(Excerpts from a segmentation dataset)
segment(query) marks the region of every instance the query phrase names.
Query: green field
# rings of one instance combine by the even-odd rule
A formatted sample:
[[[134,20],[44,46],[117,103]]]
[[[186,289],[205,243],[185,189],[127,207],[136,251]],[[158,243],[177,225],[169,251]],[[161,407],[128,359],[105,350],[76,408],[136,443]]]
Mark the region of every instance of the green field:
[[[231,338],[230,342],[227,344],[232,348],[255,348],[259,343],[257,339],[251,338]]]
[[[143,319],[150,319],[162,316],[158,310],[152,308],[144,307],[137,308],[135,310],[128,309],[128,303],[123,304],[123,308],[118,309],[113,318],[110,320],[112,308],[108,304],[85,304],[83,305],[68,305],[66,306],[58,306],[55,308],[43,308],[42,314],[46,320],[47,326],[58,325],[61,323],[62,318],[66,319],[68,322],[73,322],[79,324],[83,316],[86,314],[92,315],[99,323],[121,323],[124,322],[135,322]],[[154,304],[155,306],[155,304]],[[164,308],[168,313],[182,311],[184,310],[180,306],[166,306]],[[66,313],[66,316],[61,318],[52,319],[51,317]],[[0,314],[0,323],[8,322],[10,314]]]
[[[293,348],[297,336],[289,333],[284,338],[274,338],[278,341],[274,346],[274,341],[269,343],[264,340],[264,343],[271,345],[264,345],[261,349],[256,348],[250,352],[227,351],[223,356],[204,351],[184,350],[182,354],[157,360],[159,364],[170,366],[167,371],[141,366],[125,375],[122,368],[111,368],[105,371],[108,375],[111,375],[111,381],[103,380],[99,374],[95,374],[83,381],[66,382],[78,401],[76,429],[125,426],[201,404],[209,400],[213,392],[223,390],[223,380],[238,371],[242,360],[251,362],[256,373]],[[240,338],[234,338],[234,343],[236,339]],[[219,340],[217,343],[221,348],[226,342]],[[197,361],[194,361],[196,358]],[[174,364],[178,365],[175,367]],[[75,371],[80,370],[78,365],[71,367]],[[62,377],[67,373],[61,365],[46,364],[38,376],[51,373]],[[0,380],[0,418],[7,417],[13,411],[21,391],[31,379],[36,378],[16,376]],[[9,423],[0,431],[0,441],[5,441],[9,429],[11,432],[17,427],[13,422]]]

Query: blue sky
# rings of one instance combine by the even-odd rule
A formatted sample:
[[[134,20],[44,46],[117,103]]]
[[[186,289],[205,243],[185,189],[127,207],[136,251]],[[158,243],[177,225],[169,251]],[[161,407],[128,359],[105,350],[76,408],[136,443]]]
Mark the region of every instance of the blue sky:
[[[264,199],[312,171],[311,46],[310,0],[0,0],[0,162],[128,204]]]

### [Your goal]
Locate each line in the data above that contains the string "green", and copy those lines out in full.

### [Solution for this task]
Query: green field
Mark the region of every instance of the green field:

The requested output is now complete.